Un pont d'Amérique qui semble départir deux mondes.
Celui d'un homme et celui d'une femme, Robert Kincaid et Francesca Johnson
Il y a d'abord celui de l'homme, Robert. Un monde d'aventure, d'ombres et de mystère. Où chaque jour la vie se redécouvre, où la beauté enveloppant les êtres se goûte une nouvelle fois. Un monde où l'on observe les gens anonymes, pour les rencontrer, les effleurer, sans doute les aimer, puis les quitter et en rencontrer d'autre. Un monde instable, qui bouge. Un monde d'Afrique, d'Europe et d'Asie.
Et puis, celui de cette femme, Francesca. Un monde figé. Un monde tranquille. Bercé par la douceur attrayante du paysage de campagne. Une monde "correct", où les potins du voisinage circulent, laborieusement, entre les foyers. Un monde hors du monde, hors des gens. Qui se regarde lui-même, ne se concentre sur rien.

* [Tâche 1] Citez le passage du texte sur les deux mondes du pont allant de « Un pont d'Amérique » jusqu'à « concentre sur rien. ».
Le texte ci-dessus et la liste ci-dessous sont deux sources sans lien entre elles.

* [Extrait de données]
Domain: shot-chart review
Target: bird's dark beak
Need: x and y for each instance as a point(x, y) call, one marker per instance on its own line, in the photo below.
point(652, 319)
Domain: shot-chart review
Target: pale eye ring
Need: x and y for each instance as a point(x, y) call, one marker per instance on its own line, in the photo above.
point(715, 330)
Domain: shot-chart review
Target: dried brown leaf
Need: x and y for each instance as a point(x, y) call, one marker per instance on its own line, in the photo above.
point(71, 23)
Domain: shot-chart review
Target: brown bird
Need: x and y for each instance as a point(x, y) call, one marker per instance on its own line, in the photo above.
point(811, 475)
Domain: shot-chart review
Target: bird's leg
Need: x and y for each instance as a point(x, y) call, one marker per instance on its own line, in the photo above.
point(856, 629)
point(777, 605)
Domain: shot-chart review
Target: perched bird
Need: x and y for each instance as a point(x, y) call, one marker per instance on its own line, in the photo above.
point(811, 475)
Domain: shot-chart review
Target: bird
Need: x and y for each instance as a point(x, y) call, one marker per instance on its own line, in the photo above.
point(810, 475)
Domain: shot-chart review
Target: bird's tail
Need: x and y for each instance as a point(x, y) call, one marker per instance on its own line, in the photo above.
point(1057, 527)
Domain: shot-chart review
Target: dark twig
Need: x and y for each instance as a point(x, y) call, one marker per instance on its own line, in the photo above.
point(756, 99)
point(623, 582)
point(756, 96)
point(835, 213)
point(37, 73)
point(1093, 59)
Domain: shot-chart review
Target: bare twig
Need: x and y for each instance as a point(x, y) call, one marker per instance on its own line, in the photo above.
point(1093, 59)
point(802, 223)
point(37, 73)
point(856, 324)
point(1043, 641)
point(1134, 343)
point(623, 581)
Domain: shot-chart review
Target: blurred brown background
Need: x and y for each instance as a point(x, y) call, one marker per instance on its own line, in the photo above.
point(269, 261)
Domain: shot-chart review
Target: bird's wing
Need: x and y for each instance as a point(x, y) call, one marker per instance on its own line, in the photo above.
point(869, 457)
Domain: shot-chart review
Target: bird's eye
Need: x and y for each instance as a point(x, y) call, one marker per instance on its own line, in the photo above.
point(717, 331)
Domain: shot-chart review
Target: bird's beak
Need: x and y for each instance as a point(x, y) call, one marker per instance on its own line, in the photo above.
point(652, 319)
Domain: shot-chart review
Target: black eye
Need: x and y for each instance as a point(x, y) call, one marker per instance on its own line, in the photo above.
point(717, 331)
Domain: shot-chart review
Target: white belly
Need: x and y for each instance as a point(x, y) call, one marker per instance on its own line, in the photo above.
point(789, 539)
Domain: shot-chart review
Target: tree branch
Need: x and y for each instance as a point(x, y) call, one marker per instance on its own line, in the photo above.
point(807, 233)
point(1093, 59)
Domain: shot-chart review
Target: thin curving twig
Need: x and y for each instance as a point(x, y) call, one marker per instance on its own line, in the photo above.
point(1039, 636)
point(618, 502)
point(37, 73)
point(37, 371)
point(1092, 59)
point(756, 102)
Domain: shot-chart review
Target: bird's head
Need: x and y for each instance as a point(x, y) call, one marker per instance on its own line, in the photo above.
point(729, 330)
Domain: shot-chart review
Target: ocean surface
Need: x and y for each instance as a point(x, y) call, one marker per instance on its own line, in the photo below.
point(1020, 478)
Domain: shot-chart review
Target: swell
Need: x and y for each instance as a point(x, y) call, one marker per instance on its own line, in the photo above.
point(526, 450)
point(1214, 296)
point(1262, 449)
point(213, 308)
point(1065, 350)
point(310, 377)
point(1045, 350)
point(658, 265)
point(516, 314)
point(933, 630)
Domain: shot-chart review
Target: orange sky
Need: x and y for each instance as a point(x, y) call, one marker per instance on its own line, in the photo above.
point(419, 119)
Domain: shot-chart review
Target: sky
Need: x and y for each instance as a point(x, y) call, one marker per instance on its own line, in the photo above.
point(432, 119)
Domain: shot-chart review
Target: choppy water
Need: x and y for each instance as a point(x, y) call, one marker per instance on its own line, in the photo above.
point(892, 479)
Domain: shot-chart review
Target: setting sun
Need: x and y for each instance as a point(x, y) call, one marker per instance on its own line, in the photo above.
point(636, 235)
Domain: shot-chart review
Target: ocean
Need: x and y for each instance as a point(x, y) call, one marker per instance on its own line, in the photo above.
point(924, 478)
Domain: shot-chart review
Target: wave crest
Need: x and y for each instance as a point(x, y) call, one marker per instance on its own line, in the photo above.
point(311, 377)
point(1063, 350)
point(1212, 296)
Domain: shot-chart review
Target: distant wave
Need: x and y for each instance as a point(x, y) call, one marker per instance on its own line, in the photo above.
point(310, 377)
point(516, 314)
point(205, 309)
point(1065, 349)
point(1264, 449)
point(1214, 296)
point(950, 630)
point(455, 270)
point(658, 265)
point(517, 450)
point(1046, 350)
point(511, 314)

* [Tâche 2] Trouvez dans la liste ci-dessus chaque ligne contenant la chaîne « dark » et recopiez-la, en tenant compte de la casse.

* [Solution proposée 1]
Un pont d'Amérique qui semble départir deux mondes.
Celui d'un homme et celui d'une femme, Robert Kincaid et Francesca Johnson
Il y a d'abord celui de l'homme, Robert. Un monde d'aventure, d'ombres et de mystère. Où chaque jour la vie se redécouvre, où la beauté enveloppant les êtres se goûte une nouvelle fois. Un monde où l'on observe les gens anonymes, pour les rencontrer, les effleurer, sans doute les aimer, puis les quitter et en rencontrer d'autre. Un monde instable, qui bouge. Un monde d'Afrique, d'Europe et d'Asie.
Et puis, celui de cette femme, Francesca. Un monde figé. Un monde tranquille. Bercé par la douceur attrayante du paysage de campagne. Une monde "correct", où les potins du voisinage circulent, laborieusement, entre les foyers. Un monde hors du monde, hors des gens. Qui se regarde lui-même, ne se concentre sur rien.

* [Solution proposée 2]
Target: bird's dark beak
Target: dark twig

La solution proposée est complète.